Format the items from the beginning of the records through the line that contains "<point>73,223</point>", inclusive, as a Markdown table with the columns Row and Line, one numbered row per line and blank lines omitted.

-------- SUPPLIED DATA --------

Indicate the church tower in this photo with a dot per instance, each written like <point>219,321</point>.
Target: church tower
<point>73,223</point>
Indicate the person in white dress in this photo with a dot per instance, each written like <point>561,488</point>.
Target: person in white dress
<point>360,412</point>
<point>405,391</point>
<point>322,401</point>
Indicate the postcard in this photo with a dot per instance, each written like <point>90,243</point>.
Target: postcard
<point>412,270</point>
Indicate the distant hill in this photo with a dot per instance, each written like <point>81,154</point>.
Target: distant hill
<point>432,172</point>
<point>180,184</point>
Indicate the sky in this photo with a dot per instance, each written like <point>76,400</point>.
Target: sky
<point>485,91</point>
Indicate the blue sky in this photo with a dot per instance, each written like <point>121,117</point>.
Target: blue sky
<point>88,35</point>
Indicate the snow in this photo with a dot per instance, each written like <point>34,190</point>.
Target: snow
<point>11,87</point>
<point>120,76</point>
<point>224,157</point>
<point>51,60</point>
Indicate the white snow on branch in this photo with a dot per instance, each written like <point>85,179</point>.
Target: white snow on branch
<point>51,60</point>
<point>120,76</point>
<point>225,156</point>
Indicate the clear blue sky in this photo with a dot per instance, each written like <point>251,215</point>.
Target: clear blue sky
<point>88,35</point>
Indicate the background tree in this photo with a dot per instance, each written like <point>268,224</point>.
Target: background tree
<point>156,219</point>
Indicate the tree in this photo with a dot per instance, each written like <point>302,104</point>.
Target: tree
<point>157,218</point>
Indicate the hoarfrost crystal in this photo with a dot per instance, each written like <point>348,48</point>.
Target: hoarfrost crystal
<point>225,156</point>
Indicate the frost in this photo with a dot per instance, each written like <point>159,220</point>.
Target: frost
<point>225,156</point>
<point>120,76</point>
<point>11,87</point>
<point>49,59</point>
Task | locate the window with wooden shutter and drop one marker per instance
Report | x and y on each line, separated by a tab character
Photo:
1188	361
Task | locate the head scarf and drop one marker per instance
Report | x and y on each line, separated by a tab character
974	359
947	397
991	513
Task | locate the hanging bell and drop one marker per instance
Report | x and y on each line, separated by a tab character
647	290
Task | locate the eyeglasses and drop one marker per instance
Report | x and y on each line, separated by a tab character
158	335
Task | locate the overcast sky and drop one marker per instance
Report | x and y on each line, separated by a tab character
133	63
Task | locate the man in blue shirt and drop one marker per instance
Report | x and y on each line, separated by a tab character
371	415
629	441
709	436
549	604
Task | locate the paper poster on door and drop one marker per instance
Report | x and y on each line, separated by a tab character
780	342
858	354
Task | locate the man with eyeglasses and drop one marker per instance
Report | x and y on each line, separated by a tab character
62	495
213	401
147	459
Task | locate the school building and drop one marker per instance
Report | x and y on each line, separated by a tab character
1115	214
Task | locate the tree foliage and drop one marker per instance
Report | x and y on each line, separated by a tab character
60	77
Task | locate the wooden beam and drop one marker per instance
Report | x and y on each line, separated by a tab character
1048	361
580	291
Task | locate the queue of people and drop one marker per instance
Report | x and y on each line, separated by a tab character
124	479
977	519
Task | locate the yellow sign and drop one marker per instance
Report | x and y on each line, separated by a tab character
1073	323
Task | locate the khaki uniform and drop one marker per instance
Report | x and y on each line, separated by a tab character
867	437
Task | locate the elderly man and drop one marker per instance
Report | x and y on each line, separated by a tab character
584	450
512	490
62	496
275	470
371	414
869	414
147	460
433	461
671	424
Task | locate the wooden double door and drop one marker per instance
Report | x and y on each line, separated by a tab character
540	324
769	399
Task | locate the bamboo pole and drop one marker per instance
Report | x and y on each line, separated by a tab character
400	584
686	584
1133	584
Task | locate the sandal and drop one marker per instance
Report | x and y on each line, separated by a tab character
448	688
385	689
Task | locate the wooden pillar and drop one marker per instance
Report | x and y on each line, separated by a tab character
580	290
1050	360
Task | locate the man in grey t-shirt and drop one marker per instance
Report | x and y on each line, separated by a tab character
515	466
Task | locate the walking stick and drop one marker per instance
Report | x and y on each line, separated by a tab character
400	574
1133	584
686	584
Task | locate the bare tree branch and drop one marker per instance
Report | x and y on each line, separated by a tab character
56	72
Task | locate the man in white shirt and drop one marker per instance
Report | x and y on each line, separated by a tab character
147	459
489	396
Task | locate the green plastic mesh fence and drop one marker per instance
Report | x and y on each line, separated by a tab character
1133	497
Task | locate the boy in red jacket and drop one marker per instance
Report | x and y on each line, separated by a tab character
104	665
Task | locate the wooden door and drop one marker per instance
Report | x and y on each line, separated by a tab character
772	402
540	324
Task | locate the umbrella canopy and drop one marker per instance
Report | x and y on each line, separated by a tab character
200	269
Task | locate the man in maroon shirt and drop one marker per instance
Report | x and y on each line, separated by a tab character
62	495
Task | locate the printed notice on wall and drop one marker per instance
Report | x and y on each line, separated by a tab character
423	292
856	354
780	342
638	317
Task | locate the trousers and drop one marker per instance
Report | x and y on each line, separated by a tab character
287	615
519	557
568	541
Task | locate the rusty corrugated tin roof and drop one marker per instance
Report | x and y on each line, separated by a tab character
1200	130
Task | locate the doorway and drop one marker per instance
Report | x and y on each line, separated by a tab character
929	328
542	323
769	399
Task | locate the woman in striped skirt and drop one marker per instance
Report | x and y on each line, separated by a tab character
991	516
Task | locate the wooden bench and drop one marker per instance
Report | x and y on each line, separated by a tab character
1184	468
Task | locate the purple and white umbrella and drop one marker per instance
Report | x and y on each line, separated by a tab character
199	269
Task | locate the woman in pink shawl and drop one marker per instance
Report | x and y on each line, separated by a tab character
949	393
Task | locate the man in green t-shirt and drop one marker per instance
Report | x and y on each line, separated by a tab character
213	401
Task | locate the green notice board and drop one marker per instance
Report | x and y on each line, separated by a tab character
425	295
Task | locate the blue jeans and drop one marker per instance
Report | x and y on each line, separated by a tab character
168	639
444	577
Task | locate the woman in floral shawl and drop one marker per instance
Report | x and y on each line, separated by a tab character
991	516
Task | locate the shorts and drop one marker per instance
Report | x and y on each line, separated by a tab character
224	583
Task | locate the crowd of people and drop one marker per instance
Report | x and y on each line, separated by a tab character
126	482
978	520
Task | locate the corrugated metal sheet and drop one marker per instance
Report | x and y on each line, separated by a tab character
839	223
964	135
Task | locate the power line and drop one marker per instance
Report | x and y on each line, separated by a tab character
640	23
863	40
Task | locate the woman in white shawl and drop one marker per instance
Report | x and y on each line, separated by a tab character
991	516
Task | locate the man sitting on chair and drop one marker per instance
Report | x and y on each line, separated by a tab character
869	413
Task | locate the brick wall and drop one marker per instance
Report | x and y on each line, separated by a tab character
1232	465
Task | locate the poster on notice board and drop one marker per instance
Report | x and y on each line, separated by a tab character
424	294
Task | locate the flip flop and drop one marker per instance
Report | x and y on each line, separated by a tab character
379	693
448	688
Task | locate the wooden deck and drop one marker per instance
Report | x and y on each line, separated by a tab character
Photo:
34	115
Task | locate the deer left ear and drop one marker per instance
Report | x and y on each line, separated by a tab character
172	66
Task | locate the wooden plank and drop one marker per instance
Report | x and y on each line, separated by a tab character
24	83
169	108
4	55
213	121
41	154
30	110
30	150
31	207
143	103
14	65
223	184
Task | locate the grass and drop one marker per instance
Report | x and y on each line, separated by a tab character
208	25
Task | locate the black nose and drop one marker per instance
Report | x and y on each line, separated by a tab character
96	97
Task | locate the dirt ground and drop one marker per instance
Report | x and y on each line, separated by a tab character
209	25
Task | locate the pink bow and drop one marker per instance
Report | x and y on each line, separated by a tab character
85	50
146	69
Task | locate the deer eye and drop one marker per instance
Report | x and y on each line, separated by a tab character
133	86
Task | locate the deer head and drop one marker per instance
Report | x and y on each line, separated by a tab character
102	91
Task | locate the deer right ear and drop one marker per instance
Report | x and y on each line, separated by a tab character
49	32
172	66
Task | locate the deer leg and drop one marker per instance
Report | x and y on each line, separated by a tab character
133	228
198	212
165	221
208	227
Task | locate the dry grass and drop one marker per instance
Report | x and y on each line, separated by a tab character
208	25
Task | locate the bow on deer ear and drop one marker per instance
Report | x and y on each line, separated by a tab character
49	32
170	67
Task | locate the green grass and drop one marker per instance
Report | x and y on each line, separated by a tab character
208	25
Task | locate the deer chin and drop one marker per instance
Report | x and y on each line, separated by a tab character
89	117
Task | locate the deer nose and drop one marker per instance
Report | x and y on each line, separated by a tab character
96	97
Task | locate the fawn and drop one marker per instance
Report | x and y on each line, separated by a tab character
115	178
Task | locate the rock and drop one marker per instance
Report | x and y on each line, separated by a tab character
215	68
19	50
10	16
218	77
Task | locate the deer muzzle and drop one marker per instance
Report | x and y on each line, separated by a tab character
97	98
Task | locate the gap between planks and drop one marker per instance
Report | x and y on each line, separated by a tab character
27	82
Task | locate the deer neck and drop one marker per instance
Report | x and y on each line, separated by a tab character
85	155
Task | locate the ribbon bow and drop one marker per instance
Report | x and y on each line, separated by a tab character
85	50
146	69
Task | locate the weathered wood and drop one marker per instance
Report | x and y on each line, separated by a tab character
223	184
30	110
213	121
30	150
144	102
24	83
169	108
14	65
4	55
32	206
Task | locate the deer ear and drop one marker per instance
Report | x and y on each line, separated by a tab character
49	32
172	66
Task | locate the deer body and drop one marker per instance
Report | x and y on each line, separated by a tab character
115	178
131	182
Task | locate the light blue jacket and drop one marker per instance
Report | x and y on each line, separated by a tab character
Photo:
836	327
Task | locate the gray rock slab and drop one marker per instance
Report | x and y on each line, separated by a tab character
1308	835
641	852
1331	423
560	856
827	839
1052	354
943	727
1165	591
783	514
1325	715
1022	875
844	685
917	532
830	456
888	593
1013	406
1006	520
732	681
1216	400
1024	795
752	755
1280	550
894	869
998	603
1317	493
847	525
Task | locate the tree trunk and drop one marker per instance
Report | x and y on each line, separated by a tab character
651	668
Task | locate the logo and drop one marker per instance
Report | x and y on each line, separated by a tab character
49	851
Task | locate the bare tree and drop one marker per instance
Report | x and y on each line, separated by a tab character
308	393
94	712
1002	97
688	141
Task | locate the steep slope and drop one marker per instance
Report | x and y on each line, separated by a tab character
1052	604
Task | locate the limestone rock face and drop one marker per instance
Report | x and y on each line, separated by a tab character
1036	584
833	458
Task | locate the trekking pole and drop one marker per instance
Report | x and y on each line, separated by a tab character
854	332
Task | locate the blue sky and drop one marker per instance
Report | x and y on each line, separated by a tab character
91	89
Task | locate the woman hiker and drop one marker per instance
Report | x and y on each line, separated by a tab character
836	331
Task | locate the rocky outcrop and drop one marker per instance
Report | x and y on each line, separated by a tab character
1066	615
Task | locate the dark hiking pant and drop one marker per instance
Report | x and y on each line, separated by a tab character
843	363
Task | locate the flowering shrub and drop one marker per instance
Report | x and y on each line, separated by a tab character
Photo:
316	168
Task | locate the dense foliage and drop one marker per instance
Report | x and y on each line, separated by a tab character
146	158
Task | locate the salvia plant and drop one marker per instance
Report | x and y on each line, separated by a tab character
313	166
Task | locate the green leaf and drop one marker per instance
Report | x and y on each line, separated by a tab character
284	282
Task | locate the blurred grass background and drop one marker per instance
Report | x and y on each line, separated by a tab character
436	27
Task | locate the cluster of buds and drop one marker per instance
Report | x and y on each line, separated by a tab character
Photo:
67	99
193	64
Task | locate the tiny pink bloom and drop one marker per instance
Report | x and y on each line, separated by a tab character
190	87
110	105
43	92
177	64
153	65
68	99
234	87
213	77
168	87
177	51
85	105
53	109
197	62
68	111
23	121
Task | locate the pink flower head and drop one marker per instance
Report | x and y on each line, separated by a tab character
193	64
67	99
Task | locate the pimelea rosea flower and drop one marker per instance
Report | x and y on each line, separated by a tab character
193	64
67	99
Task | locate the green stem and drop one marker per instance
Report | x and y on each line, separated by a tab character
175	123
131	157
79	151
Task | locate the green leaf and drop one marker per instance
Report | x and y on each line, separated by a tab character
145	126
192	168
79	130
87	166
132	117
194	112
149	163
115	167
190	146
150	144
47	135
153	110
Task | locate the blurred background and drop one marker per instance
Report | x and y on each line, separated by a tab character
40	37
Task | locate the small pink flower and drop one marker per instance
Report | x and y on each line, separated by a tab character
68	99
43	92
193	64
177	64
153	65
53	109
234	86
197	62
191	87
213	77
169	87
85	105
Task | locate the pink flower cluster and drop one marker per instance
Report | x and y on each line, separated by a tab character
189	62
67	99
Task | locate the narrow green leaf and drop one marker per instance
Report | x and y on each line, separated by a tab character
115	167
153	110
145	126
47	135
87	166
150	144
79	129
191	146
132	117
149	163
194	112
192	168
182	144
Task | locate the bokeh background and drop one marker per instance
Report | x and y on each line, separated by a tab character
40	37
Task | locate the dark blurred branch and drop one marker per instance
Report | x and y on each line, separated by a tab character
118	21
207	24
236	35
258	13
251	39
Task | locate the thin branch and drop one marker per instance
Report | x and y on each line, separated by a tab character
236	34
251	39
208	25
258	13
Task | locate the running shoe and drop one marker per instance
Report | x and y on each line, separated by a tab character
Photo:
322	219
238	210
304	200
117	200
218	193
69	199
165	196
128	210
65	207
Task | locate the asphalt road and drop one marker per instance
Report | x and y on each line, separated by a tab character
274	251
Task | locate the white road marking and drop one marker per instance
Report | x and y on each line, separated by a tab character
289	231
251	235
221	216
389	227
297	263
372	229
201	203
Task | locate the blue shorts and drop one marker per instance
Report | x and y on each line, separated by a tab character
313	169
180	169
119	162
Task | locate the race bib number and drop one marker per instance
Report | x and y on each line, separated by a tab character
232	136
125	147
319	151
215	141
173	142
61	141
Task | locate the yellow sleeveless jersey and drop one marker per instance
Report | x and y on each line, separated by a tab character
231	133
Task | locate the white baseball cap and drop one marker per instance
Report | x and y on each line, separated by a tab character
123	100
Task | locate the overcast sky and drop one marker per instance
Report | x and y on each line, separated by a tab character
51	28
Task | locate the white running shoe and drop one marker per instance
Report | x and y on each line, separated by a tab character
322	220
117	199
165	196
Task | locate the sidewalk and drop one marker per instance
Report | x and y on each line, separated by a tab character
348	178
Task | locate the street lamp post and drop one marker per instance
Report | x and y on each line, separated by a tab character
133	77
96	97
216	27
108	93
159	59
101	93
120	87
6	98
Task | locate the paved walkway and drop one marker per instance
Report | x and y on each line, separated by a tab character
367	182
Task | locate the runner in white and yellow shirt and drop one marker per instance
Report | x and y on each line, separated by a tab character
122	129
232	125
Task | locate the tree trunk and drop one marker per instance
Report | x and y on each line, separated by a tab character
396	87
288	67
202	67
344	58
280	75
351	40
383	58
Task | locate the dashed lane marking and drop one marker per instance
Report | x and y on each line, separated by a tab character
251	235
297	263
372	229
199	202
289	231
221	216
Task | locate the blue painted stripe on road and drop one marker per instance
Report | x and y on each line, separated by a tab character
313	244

--------

* _TASK OUTPUT_:
| Row | Line |
|---|---|
| 1 | Indicate the church tower in this photo with a dot per instance, each written like <point>219,321</point>. |
| 2 | Target: church tower |
| 3 | <point>73,223</point> |